DATA FOR ANALYSIS.
*** Begin section ***

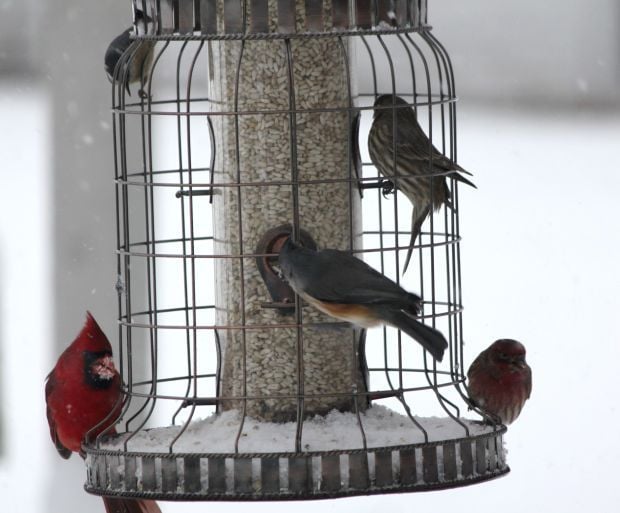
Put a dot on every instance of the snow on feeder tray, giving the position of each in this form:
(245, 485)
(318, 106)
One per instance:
(250, 124)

*** End section ***

ABOUT THIS TASK.
Return the material above verbatim, minus the pictures.

EXPECTED ANSWER.
Put a dot on every instance of the snow on feeder tray, giving the position of each in this form:
(245, 485)
(318, 106)
One per instance:
(250, 124)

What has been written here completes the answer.